Text excerpt:
--- start ---
Huge volumes in EU equity trading today. Total on-exchange equity trading volume was €127.7bn on 'Brexit' day (June 24th 2016) – with around 20mins plus the close left today volumes are ~€77bn so total not going to be a million miles away from that…
— Tim Cave (@_TimCave) March 9, 2020
A spokesperson for European exchange operator Deutsche Börse Group said: “It is a very busy trading day on Xetra and Eurex, but our markets are stable. Volatility interruption is the most important protective mechanism. During our volatility interruption trading is not suspended as it has been the case in the U.S. There is no automatically triggered suspension on Xetra, we slow down trading by switching from continuous trading to an auction.”
Financial market participants remain wary of glitches that bedeviled market structure earlier in the 2010s, including the ‘flash crash’ of 2010, the Facebook IPO in 2012, and the software error at Knight Capital that same year. Exchanges, broker-dealers, and technology providers have worked to patch fault lines, and while executives say there will always be hiccups, the risk of a big outage is lower than years ago.
Some market participants and observers said this morning’s trading halt in the U.S. wasn’t necessary.
Trading was smooth. Stocks had traded the entire premarket (from 4am) with no hiccups. And then it halts 5 minutes after the open as we are rallying! Completely unnecessary.
— Dennis Dick (@TripleDTrader) March 9, 2020
Monday’s market averted a second circuit breaker, which by rule would have kicked in if the S&P 500 drops by 13% for another 15-minute closure. A 20% decline would halt trading for the day.
There was a problem reported on the retail side, where upstart brokerage Robinhood had an outage, following similar issues last week.
In addition to equities, the foreign exchange markets also continued to function well despite the increase in volatility.
--- end ---
(Dataset excerpt)
--- start ---
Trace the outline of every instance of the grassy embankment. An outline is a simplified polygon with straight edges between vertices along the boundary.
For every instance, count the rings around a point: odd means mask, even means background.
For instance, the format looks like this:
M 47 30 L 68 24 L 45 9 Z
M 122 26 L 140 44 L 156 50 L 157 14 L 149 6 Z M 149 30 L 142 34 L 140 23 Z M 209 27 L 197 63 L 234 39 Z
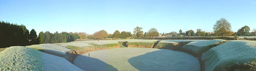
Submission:
M 0 52 L 0 71 L 83 71 L 65 59 L 23 46 Z
M 210 49 L 202 59 L 204 71 L 256 70 L 256 42 L 232 41 Z

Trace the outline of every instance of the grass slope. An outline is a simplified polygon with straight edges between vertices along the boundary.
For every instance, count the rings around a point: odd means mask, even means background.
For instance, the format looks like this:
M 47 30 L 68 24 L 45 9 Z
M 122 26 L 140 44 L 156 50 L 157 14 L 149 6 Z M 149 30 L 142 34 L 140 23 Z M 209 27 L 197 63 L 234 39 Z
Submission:
M 51 44 L 43 44 L 26 46 L 44 53 L 64 58 L 71 63 L 77 56 L 72 50 Z
M 4 50 L 4 49 L 5 49 L 6 48 L 0 48 L 0 52 Z
M 255 71 L 256 42 L 231 41 L 204 53 L 205 71 Z
M 183 46 L 183 48 L 201 55 L 211 48 L 227 42 L 227 40 L 222 39 L 196 40 L 186 44 Z
M 0 71 L 83 71 L 65 59 L 23 46 L 0 52 Z
M 63 56 L 65 55 L 66 53 L 72 51 L 71 50 L 51 44 L 34 45 L 26 47 L 41 51 L 43 52 L 52 53 L 53 54 Z
M 74 64 L 86 71 L 198 71 L 193 56 L 169 50 L 122 48 L 79 55 Z

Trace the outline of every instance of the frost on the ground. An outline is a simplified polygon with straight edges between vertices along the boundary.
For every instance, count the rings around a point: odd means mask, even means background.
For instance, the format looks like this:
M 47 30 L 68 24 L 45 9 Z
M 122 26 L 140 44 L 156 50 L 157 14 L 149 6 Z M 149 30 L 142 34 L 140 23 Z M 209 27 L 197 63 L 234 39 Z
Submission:
M 97 42 L 96 42 L 92 43 L 93 44 L 96 44 L 97 45 L 103 45 L 105 44 L 115 44 L 118 43 L 118 42 L 117 41 L 99 41 Z
M 144 43 L 153 43 L 158 40 L 128 40 L 127 41 L 128 42 L 144 42 Z
M 79 55 L 74 64 L 86 71 L 199 71 L 198 60 L 170 50 L 122 48 Z
M 0 52 L 0 71 L 83 71 L 65 59 L 23 46 Z
M 212 47 L 226 42 L 227 40 L 222 39 L 196 40 L 184 45 L 183 48 L 201 54 Z
M 158 43 L 170 43 L 175 44 L 180 42 L 190 42 L 193 41 L 192 40 L 161 40 Z
M 84 47 L 87 46 L 93 46 L 92 45 L 85 43 L 73 43 L 69 44 L 60 45 L 61 46 L 64 47 L 67 47 L 68 46 L 72 46 L 79 47 Z
M 205 71 L 234 71 L 236 69 L 243 71 L 253 69 L 250 68 L 255 69 L 256 42 L 229 41 L 204 53 L 202 59 L 204 62 Z M 244 69 L 242 69 L 243 68 Z
M 41 51 L 47 53 L 64 56 L 66 53 L 72 50 L 51 44 L 43 44 L 26 46 L 36 50 Z

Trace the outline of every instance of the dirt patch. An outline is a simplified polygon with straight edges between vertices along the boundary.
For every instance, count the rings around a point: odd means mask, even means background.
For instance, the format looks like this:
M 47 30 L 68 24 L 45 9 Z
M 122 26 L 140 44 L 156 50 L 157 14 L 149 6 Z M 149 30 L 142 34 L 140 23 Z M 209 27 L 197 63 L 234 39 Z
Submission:
M 143 48 L 153 48 L 154 43 L 156 41 L 153 43 L 148 42 L 129 42 L 128 43 L 128 47 L 137 47 Z

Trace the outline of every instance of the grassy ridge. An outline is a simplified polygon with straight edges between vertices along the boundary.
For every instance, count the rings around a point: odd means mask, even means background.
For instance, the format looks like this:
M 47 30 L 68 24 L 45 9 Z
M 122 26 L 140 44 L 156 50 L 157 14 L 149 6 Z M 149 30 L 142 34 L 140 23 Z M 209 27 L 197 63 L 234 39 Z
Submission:
M 94 46 L 95 47 L 97 47 L 98 48 L 102 48 L 117 46 L 118 46 L 119 44 L 119 43 L 117 43 L 99 45 L 93 43 L 91 43 L 90 44 Z
M 4 50 L 4 49 L 5 49 L 6 48 L 0 48 L 0 52 Z
M 83 47 L 79 47 L 76 46 L 68 45 L 66 47 L 69 49 L 70 49 L 77 51 L 83 51 L 85 50 L 92 49 L 94 47 L 93 46 L 88 46 Z
M 227 42 L 227 40 L 221 39 L 195 41 L 184 45 L 183 48 L 201 55 L 210 49 Z
M 205 71 L 256 70 L 256 42 L 233 41 L 204 53 Z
--- end ---
Your tasks:
A - In the market trading excerpt, what size of S&P 500 decline would halt trading for the day?
B - Return the passage of the market trading excerpt from "There was a" to "increase in volatility.", copied word for word.

Exercise responses:
A - A 20% decline.

B -
There was a problem reported on the retail side, where upstart brokerage Robinhood had an outage, following similar issues last week.
In addition to equities, the foreign exchange markets also continued to function well despite the increase in volatility.